• **Problem description**: Extract every line below, verbatim.
*** Supplied material
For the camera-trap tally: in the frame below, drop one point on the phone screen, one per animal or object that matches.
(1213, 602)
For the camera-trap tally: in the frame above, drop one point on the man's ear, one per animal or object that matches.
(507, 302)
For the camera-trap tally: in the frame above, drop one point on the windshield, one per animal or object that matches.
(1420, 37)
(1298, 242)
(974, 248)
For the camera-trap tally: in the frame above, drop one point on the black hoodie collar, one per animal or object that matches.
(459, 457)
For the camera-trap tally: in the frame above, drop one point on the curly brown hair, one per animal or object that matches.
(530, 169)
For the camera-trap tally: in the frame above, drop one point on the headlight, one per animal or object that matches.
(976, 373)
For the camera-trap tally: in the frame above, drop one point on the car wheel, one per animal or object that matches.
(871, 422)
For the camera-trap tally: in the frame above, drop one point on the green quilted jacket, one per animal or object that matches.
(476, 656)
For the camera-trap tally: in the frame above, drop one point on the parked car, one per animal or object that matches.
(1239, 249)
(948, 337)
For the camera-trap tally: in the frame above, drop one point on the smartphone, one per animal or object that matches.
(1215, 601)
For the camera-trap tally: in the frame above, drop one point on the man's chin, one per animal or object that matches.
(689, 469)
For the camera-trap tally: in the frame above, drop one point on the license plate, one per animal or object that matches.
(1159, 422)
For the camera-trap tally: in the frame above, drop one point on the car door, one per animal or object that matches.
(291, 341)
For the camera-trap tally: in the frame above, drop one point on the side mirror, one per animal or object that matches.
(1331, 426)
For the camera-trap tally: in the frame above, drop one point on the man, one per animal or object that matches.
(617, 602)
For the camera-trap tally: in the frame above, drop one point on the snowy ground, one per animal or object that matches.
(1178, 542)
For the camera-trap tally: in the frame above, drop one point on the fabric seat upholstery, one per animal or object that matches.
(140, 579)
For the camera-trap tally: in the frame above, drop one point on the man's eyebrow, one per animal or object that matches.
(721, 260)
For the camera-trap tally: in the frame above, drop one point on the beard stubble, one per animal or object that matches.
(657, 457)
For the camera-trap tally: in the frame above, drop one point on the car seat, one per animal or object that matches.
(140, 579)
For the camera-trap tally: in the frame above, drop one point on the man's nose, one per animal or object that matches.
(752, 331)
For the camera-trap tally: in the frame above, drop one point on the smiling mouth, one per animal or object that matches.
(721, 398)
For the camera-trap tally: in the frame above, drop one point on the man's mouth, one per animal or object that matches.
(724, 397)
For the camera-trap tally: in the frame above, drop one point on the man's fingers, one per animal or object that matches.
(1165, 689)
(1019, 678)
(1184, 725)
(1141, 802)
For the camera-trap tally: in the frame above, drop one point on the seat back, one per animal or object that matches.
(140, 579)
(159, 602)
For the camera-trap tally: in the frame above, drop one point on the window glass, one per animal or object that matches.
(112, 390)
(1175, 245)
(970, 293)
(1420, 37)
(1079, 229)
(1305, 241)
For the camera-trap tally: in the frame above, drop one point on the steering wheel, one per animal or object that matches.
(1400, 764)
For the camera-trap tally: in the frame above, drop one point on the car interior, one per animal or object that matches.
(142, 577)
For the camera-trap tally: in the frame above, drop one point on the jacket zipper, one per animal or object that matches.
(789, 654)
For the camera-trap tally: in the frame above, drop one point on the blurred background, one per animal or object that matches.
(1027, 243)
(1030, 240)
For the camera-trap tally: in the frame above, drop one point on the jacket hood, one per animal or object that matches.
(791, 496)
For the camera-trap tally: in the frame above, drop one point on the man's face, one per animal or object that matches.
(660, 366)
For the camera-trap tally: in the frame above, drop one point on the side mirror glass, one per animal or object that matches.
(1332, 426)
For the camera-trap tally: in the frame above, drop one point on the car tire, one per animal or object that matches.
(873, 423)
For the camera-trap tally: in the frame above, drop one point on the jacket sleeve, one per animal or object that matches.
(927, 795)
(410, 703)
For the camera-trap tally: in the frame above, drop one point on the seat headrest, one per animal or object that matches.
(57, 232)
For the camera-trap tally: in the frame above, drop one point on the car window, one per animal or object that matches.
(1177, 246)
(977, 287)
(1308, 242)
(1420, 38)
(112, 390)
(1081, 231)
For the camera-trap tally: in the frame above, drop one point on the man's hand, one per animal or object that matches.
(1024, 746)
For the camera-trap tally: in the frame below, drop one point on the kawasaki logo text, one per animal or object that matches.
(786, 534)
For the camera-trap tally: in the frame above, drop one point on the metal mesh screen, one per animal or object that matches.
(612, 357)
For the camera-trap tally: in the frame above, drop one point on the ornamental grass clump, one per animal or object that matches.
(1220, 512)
******
• **Expected output**:
For the camera-trap tally: in the frame below, drop one point on the phone screen, one per animal or object that matches.
(1213, 602)
For the camera-trap tally: in the frame above, drop one point on the man's ear, one per animal or object that matches.
(507, 302)
For the camera-trap tally: in the frame above, drop one point on the windshield, one per animal or object that matches.
(1420, 37)
(1298, 242)
(974, 248)
For the camera-trap tally: in the frame above, drop one point on the black hoodie collar, one per animal or object that matches.
(459, 457)
For the camera-trap tally: in the frame above, drop one point on the curly brown hair, one per animal or object that matches.
(530, 169)
For the camera-trap tally: in the frame above, drop one point on the headlight, one per animal or object that matches.
(976, 373)
For the camera-trap tally: in the frame above, drop one point on the car wheel, one per animal or object that matches.
(871, 422)
For the camera-trap tally: in the frame above, drop one point on the green quilted jacket, one per animal or object that matches.
(476, 656)
For the camera-trap tally: in the frame above, drop one point on the parked car, one per animal or object that matches.
(1239, 249)
(948, 337)
For the camera-trap tally: in the frame above, drop one point on the smartphone, one per animal or object that matches.
(1215, 601)
For the camera-trap tally: in the frame above, drop one point on the man's chin, one per animal or object that matches.
(689, 469)
For the camera-trap tally: in the frame above, drop one point on the license plate, one per animal or object that matches.
(1159, 422)
For the camera-trap tally: in the frame above, drop one point on the car door, one per animal or object that matches.
(291, 341)
For the camera-trap tally: in the frame above, drop one point on the side mirror, one per animal or object that matches.
(1331, 426)
For the camera-trap tally: in the frame above, drop one point on the man, one per animal or object that matches.
(617, 602)
For the camera-trap tally: in the frame above, drop one point on the snowy ground, one per animal or object that matches.
(1178, 542)
For the camera-trap tally: in the frame above, drop one point on the fabric seat upholstery, one per animal or object that matches.
(140, 579)
For the camera-trap tally: in the frame above, drop one point on the man's eyebrow, one per animal or object that matches.
(721, 260)
For the camera-trap tally: in the frame above, drop one point on the beard stubble, one per animal or object that matches.
(657, 457)
For the camera-trap tally: in the frame above, drop one point on the car seat, one per animal or object that matches.
(140, 579)
For the camera-trap tally: in the frame above, drop one point on the man's nose, one per animal or object that matches.
(752, 331)
For the camera-trap tally: in the frame above, drop one point on the smiling mouth, one per animal or object that matches.
(721, 398)
For the camera-trap tally: in the frame above, drop one point on the man's mouth, one per animal or object that matches.
(724, 397)
For the camera-trap tally: in the frame above, drop one point on the man's fingers, one per animal or object that matches.
(1165, 689)
(1019, 678)
(1184, 725)
(1141, 802)
For the camera-trap tally: in the frame above, drop one point on the seat back, one per animal or object that matches.
(140, 579)
(159, 602)
For the camera-trap tally: in the frame above, drop one point on the window glass, one per animal or object that matches.
(112, 390)
(1175, 245)
(970, 293)
(1420, 37)
(1079, 229)
(1305, 241)
For the camera-trap tally: in the frame above, drop one point on the steering wheel, one per animal or object that matches.
(1400, 764)
For the camera-trap tally: in the frame above, drop one point on the car interior, one per animal or object that matches.
(142, 577)
For the camera-trap tally: in the frame above, drop one point on the jacket zipper, one per animal or object that matches.
(789, 654)
For the camera-trap tally: in the frame above, drop one point on the blurred background, one per animal or object that matches.
(1027, 243)
(1030, 240)
For the camera-trap tally: in the frame above, drop one point on the jacket hood, one per animal or object that matches.
(791, 496)
For the camera-trap tally: in the frame above, drop one point on the man's face, one per animal or object that matches.
(660, 366)
For the camera-trap tally: in the frame above, drop one point on the side mirror glass, one per animal or object that matches.
(1332, 426)
For the camera-trap tally: in the frame above, drop one point on the car tire, one per animal or object that matches.
(873, 423)
For the camera-trap tally: in the frame above, drop one point on the jacket sleeve, one per animal or object that matches.
(927, 795)
(410, 703)
For the camera-trap tally: in the frame above, drop one point on the seat headrest, one per animal or object that matches.
(57, 232)
For the camera-trap tally: in the frame above, drop one point on the car window, one per animal or object that matches.
(1177, 246)
(977, 287)
(1308, 242)
(1420, 38)
(112, 390)
(1081, 231)
For the camera-trap tally: in the frame above, drop one point on the man's hand, one per animal or object that matches.
(1024, 746)
For the camera-trap tally: in the frame below, drop one point on the kawasaki logo text, one per animal or object that matches.
(786, 534)
For the camera-trap tally: in the frame above, drop one point on the metal mesh screen, one per animal or object that matches.
(612, 357)
For the camera-trap tally: in the frame above, drop one point on the ornamental grass clump, one per animal or object that matches.
(1220, 512)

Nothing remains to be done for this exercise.